Can you reproduce all of the entries below word for word, omitting the pictures?

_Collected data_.
•••

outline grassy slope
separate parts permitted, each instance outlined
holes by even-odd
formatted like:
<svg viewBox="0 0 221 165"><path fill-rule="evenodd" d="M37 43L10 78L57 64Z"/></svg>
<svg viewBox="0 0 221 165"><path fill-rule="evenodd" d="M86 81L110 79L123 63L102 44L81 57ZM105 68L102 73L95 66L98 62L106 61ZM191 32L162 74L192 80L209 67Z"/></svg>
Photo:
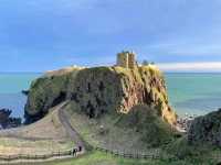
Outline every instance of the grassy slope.
<svg viewBox="0 0 221 165"><path fill-rule="evenodd" d="M53 151L72 148L74 143L66 138L55 108L51 109L46 117L33 124L0 131L0 154L48 154ZM8 138L10 134L18 138ZM38 140L27 140L25 138L36 138ZM39 138L44 140L39 140Z"/></svg>
<svg viewBox="0 0 221 165"><path fill-rule="evenodd" d="M165 162L165 161L152 161L152 160L133 160L133 158L122 158L113 156L110 154L102 152L92 152L85 156L61 161L45 163L41 165L182 165L182 162ZM185 164L183 164L185 165Z"/></svg>

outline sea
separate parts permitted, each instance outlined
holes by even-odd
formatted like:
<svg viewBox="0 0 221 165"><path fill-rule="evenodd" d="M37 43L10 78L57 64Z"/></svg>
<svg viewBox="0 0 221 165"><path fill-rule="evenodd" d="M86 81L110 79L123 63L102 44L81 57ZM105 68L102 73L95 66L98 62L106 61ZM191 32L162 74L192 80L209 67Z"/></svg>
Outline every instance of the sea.
<svg viewBox="0 0 221 165"><path fill-rule="evenodd" d="M0 109L22 118L31 81L41 73L0 73ZM166 73L169 102L178 116L202 116L221 108L221 74Z"/></svg>

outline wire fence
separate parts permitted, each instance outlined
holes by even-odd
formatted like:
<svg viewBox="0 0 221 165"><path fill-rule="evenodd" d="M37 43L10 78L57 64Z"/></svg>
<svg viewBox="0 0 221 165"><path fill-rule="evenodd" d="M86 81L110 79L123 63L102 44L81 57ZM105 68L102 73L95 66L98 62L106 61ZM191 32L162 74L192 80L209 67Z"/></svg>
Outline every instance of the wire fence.
<svg viewBox="0 0 221 165"><path fill-rule="evenodd" d="M76 154L76 153L75 153ZM62 152L52 152L50 154L42 154L42 155L28 155L28 154L18 154L18 155L0 155L0 161L4 162L12 162L18 160L49 160L53 157L64 157L64 156L71 156L73 154L73 151L62 151Z"/></svg>

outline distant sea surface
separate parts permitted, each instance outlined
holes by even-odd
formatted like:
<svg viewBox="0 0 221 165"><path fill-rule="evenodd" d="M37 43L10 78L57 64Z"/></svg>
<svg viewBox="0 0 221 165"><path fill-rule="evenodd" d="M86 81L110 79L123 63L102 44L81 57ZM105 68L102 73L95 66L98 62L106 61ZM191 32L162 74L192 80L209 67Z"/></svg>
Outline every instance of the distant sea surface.
<svg viewBox="0 0 221 165"><path fill-rule="evenodd" d="M13 117L23 117L27 97L21 91L29 89L31 81L40 76L36 73L0 73L0 109L11 109Z"/></svg>
<svg viewBox="0 0 221 165"><path fill-rule="evenodd" d="M42 74L0 73L0 108L13 110L14 117L23 117L31 81ZM169 101L178 114L206 114L221 108L221 74L165 74Z"/></svg>

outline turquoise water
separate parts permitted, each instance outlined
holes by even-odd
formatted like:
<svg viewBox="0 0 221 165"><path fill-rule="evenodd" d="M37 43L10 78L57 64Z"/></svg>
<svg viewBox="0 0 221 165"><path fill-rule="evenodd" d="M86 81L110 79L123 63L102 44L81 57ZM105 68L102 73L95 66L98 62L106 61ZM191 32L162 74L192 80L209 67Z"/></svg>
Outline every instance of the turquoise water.
<svg viewBox="0 0 221 165"><path fill-rule="evenodd" d="M0 108L23 117L27 97L33 79L41 74L0 74ZM206 114L221 108L221 74L166 74L170 105L178 114Z"/></svg>
<svg viewBox="0 0 221 165"><path fill-rule="evenodd" d="M221 108L221 74L166 74L170 105L178 114L206 114Z"/></svg>
<svg viewBox="0 0 221 165"><path fill-rule="evenodd" d="M13 117L23 117L27 97L21 90L29 89L33 79L41 74L4 74L0 73L0 109L13 110Z"/></svg>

•••

_Exercise result_.
outline grassy slope
separate parts permitted, each instance outlined
holes by even-odd
formatted like:
<svg viewBox="0 0 221 165"><path fill-rule="evenodd" d="M37 43L10 78L57 64Z"/></svg>
<svg viewBox="0 0 221 165"><path fill-rule="evenodd" d="M86 81L110 79L123 63L102 44L81 57ZM105 68L102 73L95 66L98 62L106 61ZM191 32L162 74L192 80L209 67Z"/></svg>
Photo:
Outline every instance of the grassy slope.
<svg viewBox="0 0 221 165"><path fill-rule="evenodd" d="M53 151L72 148L74 143L66 138L55 108L51 109L46 117L33 124L0 131L0 154L48 154ZM8 138L10 134L18 138ZM38 140L27 140L25 138L36 138ZM39 138L44 140L39 140Z"/></svg>
<svg viewBox="0 0 221 165"><path fill-rule="evenodd" d="M165 162L165 161L152 161L152 160L133 160L133 158L122 158L113 156L110 154L102 152L92 152L85 156L61 161L45 163L41 165L182 165L182 162ZM185 164L183 164L185 165Z"/></svg>

outline sea
separate parts permitted, each instance outlined
holes by even-odd
formatted like:
<svg viewBox="0 0 221 165"><path fill-rule="evenodd" d="M37 43L10 78L57 64Z"/></svg>
<svg viewBox="0 0 221 165"><path fill-rule="evenodd" d="M86 81L110 79L123 63L102 44L81 57ZM105 68L102 73L95 66L98 62L106 61ZM191 32L162 74L192 80L209 67Z"/></svg>
Outline every instance of the sea.
<svg viewBox="0 0 221 165"><path fill-rule="evenodd" d="M0 109L22 118L31 81L41 73L0 73ZM166 73L169 102L178 116L202 116L221 108L221 74Z"/></svg>

outline wire fence
separate parts permitted, each instance outlined
holes by even-odd
formatted like:
<svg viewBox="0 0 221 165"><path fill-rule="evenodd" d="M37 43L10 78L57 64Z"/></svg>
<svg viewBox="0 0 221 165"><path fill-rule="evenodd" d="M86 81L110 79L123 63L102 44L81 57ZM105 68L102 73L95 66L98 62L106 61ZM191 32L162 74L192 80L209 67Z"/></svg>
Outline every instance of the wire fence.
<svg viewBox="0 0 221 165"><path fill-rule="evenodd" d="M76 154L76 153L75 153ZM62 152L52 152L50 154L42 154L42 155L28 155L28 154L18 154L18 155L0 155L0 161L4 162L12 162L18 160L49 160L53 157L64 157L64 156L71 156L73 154L73 151L62 151Z"/></svg>

outline distant sea surface
separate parts permitted, each instance outlined
holes by even-odd
formatted like:
<svg viewBox="0 0 221 165"><path fill-rule="evenodd" d="M37 43L10 78L57 64Z"/></svg>
<svg viewBox="0 0 221 165"><path fill-rule="evenodd" d="M86 81L110 79L123 63L102 44L81 57ZM105 68L102 73L95 66L98 62L106 61ZM191 32L162 74L192 80L209 67Z"/></svg>
Outline every instance of the distant sea surface.
<svg viewBox="0 0 221 165"><path fill-rule="evenodd" d="M13 117L23 117L27 97L21 91L29 89L31 81L40 76L36 73L0 73L0 109L11 109Z"/></svg>
<svg viewBox="0 0 221 165"><path fill-rule="evenodd" d="M42 74L0 73L0 108L13 110L14 117L23 117L31 81ZM169 101L178 114L206 114L221 108L221 74L165 74Z"/></svg>

outline turquoise water
separate parts permitted, each instance outlined
holes by even-odd
formatted like:
<svg viewBox="0 0 221 165"><path fill-rule="evenodd" d="M37 43L10 78L57 64Z"/></svg>
<svg viewBox="0 0 221 165"><path fill-rule="evenodd" d="M86 81L110 79L123 63L102 44L81 57ZM105 68L102 73L95 66L98 62L106 61ZM191 32L162 74L192 80L209 67Z"/></svg>
Outline every instance of the turquoise water.
<svg viewBox="0 0 221 165"><path fill-rule="evenodd" d="M0 108L23 117L27 97L33 79L41 74L0 74ZM206 114L221 108L221 74L166 74L170 105L178 114Z"/></svg>
<svg viewBox="0 0 221 165"><path fill-rule="evenodd" d="M221 108L221 74L166 74L170 105L178 114L206 114Z"/></svg>
<svg viewBox="0 0 221 165"><path fill-rule="evenodd" d="M13 117L23 117L27 97L21 90L29 89L33 79L41 74L4 74L0 73L0 109L13 110Z"/></svg>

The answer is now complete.